**PROMPT**
Retype the listing that follows, exactly as written.

**Extracted data entries**
** Start **

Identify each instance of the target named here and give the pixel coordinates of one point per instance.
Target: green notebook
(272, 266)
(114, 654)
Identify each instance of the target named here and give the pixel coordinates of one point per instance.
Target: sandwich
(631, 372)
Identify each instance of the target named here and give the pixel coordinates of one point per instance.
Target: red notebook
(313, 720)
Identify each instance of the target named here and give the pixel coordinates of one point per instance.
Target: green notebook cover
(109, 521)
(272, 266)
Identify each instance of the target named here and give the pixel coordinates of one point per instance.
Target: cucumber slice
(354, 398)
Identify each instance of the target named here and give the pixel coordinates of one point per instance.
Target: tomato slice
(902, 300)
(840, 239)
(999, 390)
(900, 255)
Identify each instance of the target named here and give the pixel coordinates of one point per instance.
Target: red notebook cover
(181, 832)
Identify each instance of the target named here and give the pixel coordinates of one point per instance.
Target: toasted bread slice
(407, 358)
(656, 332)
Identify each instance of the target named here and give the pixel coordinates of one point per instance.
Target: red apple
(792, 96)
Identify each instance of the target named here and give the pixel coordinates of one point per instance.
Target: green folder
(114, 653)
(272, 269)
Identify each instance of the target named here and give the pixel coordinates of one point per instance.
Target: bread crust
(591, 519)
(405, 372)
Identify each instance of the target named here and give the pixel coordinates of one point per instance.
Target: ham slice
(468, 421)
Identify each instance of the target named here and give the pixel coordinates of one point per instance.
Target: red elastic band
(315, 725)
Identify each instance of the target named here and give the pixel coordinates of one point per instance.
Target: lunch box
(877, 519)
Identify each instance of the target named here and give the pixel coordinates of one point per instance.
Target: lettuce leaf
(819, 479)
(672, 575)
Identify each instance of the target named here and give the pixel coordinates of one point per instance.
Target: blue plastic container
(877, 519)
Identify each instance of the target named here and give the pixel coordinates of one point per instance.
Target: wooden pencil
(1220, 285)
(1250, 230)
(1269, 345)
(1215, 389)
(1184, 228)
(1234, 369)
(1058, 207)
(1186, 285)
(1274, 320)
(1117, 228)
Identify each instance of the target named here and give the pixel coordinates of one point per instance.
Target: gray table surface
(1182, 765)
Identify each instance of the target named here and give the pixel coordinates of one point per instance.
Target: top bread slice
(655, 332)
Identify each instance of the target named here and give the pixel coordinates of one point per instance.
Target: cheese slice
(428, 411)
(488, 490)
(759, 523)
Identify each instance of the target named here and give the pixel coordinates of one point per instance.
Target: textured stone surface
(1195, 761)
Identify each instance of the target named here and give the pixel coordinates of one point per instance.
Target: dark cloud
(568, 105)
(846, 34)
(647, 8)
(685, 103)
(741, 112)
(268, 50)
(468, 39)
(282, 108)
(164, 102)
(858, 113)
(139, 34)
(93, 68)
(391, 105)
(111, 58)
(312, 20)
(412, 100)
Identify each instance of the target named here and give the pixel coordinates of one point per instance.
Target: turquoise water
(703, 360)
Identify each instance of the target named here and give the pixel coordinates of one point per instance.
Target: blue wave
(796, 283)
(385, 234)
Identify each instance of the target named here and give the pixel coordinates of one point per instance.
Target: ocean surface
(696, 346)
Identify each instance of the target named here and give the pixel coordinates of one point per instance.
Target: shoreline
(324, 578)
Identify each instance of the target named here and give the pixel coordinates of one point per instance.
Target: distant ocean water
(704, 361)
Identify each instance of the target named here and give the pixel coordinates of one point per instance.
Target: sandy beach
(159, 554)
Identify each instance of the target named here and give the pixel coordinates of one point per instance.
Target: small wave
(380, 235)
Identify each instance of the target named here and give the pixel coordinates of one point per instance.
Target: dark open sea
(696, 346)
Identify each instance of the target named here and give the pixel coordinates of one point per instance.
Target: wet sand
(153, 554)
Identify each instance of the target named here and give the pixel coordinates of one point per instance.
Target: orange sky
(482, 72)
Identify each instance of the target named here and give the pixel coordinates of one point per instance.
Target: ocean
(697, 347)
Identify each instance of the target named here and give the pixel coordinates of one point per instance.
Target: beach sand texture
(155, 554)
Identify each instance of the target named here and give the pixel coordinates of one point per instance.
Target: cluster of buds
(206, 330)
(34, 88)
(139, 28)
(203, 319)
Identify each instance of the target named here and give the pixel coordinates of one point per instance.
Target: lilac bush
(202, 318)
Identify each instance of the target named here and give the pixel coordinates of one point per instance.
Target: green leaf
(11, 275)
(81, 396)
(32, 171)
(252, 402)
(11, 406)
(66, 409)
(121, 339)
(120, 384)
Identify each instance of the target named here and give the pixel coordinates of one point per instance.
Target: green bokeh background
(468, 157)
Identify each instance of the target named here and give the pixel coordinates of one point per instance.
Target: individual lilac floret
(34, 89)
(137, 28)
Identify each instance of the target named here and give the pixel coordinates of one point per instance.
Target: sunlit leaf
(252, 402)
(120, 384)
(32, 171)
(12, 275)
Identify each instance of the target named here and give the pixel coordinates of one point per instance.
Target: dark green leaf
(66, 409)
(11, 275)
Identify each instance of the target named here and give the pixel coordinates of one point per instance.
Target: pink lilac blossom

** End **

**CORRECT RESULT**
Identify each instance of the target named here and give the pixel coordinates of one point per instance.
Target: green notebook
(272, 266)
(114, 654)
Identify each instance of the target named here and give the pixel coordinates of one point per instance.
Target: sandwich
(631, 372)
Identify each instance of the target named here and give the pixel coordinates of one point per instance.
Target: red notebook
(313, 720)
Identify each instance of the target named here and give the pixel coordinates of one point per instance.
Target: green notebook cover
(109, 521)
(272, 266)
Identify each instance of the target named here and give the pixel coordinates of one point per instance.
Target: cucumber slice
(354, 398)
Identify each instance of the target named here and give the pixel coordinates of one point per instance.
Target: tomato slice
(902, 300)
(840, 239)
(999, 390)
(900, 255)
Identify each instance of the target named here and give the pixel coordinates of one point per instance.
Target: red notebook cover
(181, 832)
Identify each instance of the target named here and give the pixel coordinates of one point per instance.
Target: toasted bread slice
(407, 358)
(656, 332)
Identify each instance of the target named here and give the pixel coordinates of one point per instance.
Target: red apple
(792, 96)
Identify each instance of the target named here and give the pixel coordinates of one point per instance.
Target: green folder
(114, 653)
(272, 269)
Identify each instance of the target named here and give the pixel coordinates of one point per instance.
Target: bread crust
(591, 519)
(405, 372)
Identify each instance of the target named here and give the pixel coordinates of one point per instance.
Target: ham slice
(468, 421)
Identify each instance of the target named here and give the pixel coordinates of one point per instance.
Target: red elastic band
(315, 725)
Identify each instance of the target named here and give the pixel coordinates of one point per instance.
Target: lunch box
(877, 519)
Identify each instance of the target named here and give the pixel coordinates of one point per instance.
Target: lettuce leaf
(819, 479)
(672, 575)
Identify each instance of the target named here and give the pixel coordinates of one point per instance.
Target: blue plastic container
(877, 519)
Identify each instance of the target named here and give the pixel coordinates of one point per instance.
Target: wooden pencil
(1220, 285)
(1250, 230)
(1269, 345)
(1215, 389)
(1184, 228)
(1234, 369)
(1058, 207)
(1186, 285)
(1274, 320)
(1117, 228)
Identify each instance of the target named here and give the pixel coordinates of one point per instance.
Target: gray table surface
(1182, 765)
Identify each instance of the target named here and give the pixel coordinates of one point per instance.
Target: top bread slice
(655, 332)
Identify each instance of the target named here and give the pixel coordinates of one point per instance.
Target: cheese slice
(428, 411)
(488, 490)
(759, 523)
Identify each instance of the target named here and give the pixel coordinates of one point per instance.
Target: textured stone surface
(1195, 761)
Identify each instance of the target named here and give the pixel coordinates of one point per instance.
Target: dark cloud
(568, 105)
(846, 34)
(647, 8)
(685, 103)
(741, 112)
(268, 50)
(468, 39)
(282, 108)
(164, 102)
(858, 113)
(139, 34)
(93, 68)
(391, 105)
(111, 58)
(312, 20)
(412, 100)
Identify each instance of the target named here and give the pixel coordinates of one point per instance.
Target: turquoise water
(703, 360)
Identify each instance of the target named here and give the pixel coordinates of one point per instance.
Target: blue wave
(796, 283)
(385, 234)
Identify each instance of the target named here and give the pixel coordinates of one point per instance.
Target: ocean surface
(696, 346)
Identify each instance of the target named here and give the pixel coordinates of one point per instance.
Target: shoreline
(324, 578)
Identify each instance of the target named here and give the pixel coordinates of one point per instance.
Target: distant ocean water
(704, 361)
Identify each instance of the target named here and give the pixel coordinates of one point per instance.
Target: sandy beach
(159, 554)
Identify each instance of the target named here and give the pixel coordinates of one point per instance.
Target: small wave
(380, 235)
Identify each instance of the target named here and give the pixel coordinates of one point per instance.
Target: dark open sea
(696, 346)
Identify each instance of the target named here and give the pixel coordinates of one point per instance.
Target: wet sand
(153, 554)
Identify each instance of the target named here and give the pixel coordinates of one point per instance.
Target: orange sky
(482, 72)
Identify each instance of the target named here and give the pixel coordinates of one point per instance.
Target: ocean
(697, 347)
Identify each instance of the target named here and give the pixel coordinates of one point per instance.
Target: beach sand texture
(155, 554)
Identify each instance of the target named here and give the pixel coordinates of one point per instance.
Target: cluster of buds
(206, 330)
(34, 88)
(139, 28)
(203, 319)
Identify each instance of the target named here and give the pixel coordinates of one point per instance.
Target: lilac bush
(202, 318)
Identify each instance of the target named here and give the pixel coordinates of one point per instance.
Target: green leaf
(11, 275)
(81, 396)
(32, 171)
(252, 402)
(11, 406)
(66, 409)
(121, 339)
(120, 384)
Identify each instance of the target named here and give the pixel coordinates of one point per instance.
Target: green bokeh background
(468, 157)
Identify each instance of the target named here and give the pixel coordinates of one point per instance.
Target: individual lilac floret
(34, 89)
(137, 28)
Identify each instance of the target named here and give the pixel coordinates of one point per instance.
Target: sunlit leaf
(252, 402)
(120, 384)
(32, 171)
(12, 275)
Identify each instance of the target named here and give the pixel coordinates of one point per instance.
Target: dark green leaf
(66, 409)
(11, 275)
Identify each instance of the target named here and give the pixel coordinates of one point per instance.
Target: pink lilac blossom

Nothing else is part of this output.